The task
In the Batman: Arkham Knight review below, retype the passage that begins at the words "The Arkham series" and stops after "to love it.".

Extract provided

+---+

Batman: Arkham Knight Review

July 7, 2015

The Arkham series no longer needs an elaborate introduction. Unless you’ve been in a coma since 2009, you should be fully aware of Rocksteady’s monumental rise to the top of this industry. They have become an elite developer in a very competitive and unpredictable time. Despite all odds, they’ve managed to create a trilogy about arguably the most fascinating hero of the comic book world. The ambition on show in Batman: Arkham Knight is admirable and ultimately pays off with a fully realised Gotham and the most deadly, efficient and ruthless iteration of the protagonist so far. There’s no point wasting time on precious words on control schemes and camera angles because the majority of Arkham Knight is more of the same and you’re probably going to love it.

+---+

Listed entries
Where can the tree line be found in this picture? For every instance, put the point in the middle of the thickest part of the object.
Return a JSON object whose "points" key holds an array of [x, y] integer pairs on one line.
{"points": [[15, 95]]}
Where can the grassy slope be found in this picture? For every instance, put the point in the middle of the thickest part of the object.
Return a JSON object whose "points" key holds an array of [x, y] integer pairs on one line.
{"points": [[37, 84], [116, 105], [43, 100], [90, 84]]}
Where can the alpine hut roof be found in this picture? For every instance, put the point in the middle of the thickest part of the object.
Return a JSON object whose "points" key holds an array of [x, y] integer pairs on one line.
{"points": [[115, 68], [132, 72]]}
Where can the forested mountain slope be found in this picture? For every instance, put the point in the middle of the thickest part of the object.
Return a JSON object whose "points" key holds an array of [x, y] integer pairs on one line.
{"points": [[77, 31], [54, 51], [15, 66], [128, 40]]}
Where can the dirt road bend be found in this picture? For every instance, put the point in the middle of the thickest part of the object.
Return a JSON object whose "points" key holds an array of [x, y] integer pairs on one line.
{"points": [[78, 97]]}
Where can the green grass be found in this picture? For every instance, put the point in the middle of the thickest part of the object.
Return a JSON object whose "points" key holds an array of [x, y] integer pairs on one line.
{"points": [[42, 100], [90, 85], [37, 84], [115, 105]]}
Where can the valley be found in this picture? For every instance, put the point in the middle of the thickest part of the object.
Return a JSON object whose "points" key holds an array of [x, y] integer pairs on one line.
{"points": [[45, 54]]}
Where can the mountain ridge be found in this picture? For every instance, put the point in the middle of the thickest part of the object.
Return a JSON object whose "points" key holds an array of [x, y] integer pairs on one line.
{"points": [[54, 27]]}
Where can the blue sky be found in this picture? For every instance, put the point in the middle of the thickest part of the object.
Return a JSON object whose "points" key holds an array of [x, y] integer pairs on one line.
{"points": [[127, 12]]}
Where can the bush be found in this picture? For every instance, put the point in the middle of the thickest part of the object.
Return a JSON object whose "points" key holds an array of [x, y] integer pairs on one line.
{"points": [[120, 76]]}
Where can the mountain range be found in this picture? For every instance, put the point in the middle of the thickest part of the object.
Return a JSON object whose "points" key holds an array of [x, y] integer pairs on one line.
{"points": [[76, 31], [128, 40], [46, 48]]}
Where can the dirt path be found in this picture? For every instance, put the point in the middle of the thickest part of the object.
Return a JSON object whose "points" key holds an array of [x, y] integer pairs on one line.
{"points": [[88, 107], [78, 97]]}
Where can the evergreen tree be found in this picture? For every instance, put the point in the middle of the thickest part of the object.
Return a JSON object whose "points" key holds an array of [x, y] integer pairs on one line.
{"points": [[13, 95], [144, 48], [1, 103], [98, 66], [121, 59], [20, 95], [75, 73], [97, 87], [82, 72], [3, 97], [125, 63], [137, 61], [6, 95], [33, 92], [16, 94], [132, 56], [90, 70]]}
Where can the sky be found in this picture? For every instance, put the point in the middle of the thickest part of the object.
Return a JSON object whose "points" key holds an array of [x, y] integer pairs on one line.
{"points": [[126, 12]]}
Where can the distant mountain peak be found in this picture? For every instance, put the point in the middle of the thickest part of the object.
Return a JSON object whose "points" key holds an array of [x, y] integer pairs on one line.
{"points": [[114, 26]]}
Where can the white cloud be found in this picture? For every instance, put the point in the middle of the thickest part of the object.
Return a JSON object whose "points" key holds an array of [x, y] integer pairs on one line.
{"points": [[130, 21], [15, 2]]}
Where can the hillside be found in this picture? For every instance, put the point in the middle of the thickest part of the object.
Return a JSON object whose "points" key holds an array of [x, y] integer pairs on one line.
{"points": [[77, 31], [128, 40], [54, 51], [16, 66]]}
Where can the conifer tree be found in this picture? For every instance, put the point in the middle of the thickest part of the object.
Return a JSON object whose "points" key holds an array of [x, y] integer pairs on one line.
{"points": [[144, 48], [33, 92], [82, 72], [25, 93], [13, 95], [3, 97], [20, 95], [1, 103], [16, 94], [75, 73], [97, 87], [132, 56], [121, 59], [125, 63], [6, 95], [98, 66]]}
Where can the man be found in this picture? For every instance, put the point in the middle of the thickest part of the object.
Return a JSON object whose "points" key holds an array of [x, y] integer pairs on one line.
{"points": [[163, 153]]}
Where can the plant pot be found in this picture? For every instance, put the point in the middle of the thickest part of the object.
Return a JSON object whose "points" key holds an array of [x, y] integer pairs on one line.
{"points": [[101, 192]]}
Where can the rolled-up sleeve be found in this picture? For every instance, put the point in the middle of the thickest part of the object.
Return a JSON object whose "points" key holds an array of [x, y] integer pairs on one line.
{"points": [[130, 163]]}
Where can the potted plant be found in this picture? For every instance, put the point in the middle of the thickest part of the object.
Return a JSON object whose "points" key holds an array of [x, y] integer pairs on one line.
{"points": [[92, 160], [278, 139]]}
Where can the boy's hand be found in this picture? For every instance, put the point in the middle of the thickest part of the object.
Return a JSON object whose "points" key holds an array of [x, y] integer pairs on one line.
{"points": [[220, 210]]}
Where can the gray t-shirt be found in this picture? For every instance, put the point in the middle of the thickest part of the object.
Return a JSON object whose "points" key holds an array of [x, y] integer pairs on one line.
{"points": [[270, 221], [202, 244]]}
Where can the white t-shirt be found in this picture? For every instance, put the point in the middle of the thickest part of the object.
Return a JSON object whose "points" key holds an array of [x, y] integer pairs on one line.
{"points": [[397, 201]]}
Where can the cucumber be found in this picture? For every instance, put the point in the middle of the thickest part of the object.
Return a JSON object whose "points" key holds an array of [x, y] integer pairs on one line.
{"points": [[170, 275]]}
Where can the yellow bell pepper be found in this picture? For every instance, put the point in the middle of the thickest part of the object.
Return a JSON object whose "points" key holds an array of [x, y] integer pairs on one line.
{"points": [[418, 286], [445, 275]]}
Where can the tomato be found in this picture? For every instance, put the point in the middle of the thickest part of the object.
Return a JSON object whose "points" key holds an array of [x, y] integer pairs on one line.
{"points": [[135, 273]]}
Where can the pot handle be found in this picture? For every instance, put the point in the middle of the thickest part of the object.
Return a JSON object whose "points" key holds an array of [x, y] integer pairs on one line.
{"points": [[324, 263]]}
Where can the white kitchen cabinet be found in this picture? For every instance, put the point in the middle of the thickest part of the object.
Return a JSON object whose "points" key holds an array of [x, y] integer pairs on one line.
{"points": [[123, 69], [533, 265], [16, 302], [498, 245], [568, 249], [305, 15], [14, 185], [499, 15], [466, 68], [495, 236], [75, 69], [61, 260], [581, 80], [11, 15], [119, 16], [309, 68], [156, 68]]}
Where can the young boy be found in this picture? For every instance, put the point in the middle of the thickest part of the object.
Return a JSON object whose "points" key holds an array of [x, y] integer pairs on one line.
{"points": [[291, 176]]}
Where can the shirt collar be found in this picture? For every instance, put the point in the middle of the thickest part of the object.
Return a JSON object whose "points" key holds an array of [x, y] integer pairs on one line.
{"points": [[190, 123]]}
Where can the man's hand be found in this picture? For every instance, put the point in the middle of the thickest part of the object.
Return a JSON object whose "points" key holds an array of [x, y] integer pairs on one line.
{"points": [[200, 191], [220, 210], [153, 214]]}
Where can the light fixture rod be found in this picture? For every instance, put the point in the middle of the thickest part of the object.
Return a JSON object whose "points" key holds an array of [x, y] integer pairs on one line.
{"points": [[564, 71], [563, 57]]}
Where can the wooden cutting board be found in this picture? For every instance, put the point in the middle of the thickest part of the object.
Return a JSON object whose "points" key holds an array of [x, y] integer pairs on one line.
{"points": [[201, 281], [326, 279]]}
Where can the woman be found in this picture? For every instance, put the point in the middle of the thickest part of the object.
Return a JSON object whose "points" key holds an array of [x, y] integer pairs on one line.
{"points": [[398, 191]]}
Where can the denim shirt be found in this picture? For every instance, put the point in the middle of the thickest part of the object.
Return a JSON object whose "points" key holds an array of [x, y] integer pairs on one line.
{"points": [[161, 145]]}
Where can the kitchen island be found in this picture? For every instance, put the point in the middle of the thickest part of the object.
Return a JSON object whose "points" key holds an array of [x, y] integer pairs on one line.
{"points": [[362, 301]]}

+---+

Problem solution
The Arkham series no longer needs an elaborate introduction. Unless you’ve been in a coma since 2009, you should be fully aware of Rocksteady’s monumental rise to the top of this industry. They have become an elite developer in a very competitive and unpredictable time. Despite all odds, they’ve managed to create a trilogy about arguably the most fascinating hero of the comic book world. The ambition on show in Batman: Arkham Knight is admirable and ultimately pays off with a fully realised Gotham and the most deadly, efficient and ruthless iteration of the protagonist so far. There’s no point wasting time on precious words on control schemes and camera angles because the majority of Arkham Knight is more of the same and you’re probably going to love it.